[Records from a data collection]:
┌────────

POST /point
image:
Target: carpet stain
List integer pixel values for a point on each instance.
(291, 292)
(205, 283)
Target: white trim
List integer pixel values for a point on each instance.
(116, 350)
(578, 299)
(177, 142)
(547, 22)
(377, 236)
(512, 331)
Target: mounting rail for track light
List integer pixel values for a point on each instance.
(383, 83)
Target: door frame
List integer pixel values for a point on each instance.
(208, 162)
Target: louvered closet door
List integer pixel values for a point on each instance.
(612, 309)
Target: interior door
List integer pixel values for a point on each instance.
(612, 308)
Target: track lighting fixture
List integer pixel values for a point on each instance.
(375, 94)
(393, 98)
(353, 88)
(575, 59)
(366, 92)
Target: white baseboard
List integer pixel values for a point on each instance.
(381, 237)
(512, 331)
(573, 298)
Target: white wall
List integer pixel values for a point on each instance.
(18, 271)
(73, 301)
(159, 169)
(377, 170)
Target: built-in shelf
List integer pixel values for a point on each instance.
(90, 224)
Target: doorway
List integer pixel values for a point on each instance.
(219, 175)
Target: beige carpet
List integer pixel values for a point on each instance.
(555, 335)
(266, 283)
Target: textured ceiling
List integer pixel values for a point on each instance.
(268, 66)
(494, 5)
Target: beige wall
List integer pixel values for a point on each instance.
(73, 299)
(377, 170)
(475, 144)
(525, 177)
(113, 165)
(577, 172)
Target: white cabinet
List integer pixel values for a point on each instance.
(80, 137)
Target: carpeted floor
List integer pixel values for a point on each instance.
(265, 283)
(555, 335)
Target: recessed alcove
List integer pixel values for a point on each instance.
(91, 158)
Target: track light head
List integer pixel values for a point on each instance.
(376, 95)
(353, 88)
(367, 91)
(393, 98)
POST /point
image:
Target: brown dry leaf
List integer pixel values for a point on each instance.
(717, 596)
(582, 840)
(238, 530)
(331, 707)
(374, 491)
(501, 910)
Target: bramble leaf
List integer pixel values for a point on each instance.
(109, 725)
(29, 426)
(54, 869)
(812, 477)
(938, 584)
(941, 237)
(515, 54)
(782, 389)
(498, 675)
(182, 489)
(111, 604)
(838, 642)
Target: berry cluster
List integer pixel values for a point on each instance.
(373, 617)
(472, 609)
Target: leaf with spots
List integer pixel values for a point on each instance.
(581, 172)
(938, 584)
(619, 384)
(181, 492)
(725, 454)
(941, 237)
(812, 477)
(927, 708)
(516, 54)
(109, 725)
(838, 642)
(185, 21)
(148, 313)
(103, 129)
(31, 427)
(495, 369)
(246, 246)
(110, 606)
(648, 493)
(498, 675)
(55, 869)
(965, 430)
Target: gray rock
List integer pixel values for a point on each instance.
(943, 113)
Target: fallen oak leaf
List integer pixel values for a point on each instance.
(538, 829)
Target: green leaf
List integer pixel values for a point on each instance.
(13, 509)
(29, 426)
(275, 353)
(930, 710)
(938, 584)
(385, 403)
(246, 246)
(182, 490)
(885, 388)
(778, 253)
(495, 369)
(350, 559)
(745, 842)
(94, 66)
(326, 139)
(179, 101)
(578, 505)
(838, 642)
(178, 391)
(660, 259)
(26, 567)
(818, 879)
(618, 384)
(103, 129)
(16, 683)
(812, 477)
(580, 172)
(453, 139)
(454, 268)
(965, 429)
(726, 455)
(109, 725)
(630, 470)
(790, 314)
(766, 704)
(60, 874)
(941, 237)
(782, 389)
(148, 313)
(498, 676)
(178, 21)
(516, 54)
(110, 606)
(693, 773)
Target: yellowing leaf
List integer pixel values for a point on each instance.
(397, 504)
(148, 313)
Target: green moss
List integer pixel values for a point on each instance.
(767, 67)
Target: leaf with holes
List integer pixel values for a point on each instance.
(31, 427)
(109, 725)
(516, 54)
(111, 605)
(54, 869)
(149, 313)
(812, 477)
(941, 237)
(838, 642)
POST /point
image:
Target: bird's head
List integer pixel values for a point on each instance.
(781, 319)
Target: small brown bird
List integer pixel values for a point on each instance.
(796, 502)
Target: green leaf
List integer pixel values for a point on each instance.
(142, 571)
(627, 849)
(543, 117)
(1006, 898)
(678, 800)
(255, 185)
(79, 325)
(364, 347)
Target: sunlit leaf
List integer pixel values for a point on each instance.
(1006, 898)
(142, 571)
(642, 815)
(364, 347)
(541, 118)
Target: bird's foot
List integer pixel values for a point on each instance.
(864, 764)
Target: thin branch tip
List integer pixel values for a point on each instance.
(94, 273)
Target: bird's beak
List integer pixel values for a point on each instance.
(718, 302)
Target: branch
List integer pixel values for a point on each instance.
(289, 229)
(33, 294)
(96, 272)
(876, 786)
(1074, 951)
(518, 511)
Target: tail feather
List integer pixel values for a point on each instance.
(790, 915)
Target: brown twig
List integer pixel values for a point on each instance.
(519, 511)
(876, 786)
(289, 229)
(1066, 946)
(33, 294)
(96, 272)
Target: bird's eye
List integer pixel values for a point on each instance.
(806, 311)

└────────

[WHAT TO PRODUCE]: Write down exactly the span of lines above from the one containing "Target: white cabinet" to the one containing "Target: recessed alcove", both ends included.

[EXERCISE ANSWER]:
Target: white cabinet
List integer pixel values for a point on each instance.
(80, 137)
Target: carpeted floor
List integer pixel values for a point on each instance.
(265, 283)
(555, 335)
Target: recessed alcove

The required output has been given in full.